▶ Work request: Write out, word for word, every line from the one where "Phrase: wooden barn door" occurs to the final line of the entries, and nothing beyond them.

▶ Material for this task:

BEGIN

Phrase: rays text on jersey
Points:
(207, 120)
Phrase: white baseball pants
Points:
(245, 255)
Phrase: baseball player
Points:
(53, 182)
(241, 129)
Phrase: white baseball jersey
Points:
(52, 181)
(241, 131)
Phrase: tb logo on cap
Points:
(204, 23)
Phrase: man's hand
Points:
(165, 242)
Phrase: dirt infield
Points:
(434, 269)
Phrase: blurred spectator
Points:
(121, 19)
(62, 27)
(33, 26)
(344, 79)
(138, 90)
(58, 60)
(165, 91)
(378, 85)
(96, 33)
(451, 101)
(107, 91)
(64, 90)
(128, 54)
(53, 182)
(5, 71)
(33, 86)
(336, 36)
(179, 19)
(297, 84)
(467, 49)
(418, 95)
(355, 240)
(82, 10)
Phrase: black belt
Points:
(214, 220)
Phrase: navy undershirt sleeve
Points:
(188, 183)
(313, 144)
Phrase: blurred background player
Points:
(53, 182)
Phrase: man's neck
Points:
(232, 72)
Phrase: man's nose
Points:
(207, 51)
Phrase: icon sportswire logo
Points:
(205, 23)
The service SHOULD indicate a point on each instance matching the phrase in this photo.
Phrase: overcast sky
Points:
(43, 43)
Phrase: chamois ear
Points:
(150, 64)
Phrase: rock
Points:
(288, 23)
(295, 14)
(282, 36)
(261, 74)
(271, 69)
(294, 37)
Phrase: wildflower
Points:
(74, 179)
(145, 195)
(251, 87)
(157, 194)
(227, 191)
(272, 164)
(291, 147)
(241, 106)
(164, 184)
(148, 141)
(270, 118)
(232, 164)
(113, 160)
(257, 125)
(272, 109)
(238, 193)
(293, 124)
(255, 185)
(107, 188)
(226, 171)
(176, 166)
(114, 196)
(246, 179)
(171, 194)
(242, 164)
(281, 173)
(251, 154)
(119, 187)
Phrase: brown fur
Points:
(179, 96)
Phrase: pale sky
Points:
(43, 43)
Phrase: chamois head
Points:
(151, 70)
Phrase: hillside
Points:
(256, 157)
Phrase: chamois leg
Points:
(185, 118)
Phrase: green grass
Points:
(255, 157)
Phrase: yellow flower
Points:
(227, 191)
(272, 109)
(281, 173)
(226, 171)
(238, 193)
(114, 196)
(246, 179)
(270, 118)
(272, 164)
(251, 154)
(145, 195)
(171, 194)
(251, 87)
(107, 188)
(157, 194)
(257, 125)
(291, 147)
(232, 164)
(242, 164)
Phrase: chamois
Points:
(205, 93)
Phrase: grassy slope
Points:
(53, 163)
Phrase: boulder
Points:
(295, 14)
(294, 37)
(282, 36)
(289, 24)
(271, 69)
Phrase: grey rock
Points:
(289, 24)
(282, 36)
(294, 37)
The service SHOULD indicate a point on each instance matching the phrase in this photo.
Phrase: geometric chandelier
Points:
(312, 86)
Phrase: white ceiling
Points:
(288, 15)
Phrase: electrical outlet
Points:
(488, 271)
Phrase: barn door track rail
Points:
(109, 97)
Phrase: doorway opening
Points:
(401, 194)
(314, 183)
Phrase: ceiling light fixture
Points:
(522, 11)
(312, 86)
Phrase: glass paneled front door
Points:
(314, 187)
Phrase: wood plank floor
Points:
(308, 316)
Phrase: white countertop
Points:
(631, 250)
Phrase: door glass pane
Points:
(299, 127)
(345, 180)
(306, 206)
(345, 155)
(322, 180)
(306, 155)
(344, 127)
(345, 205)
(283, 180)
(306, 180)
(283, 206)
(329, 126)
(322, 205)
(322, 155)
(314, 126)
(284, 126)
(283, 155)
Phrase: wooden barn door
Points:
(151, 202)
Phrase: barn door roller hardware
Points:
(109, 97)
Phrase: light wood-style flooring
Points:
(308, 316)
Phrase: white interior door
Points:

END

▶ Task answer:
Phrase: wooden barn door
Points:
(151, 202)
Phrase: barn door roller hardware
Points:
(109, 97)
Phrase: light wood-style flooring
Points:
(308, 316)
Phrase: white interior door
Points:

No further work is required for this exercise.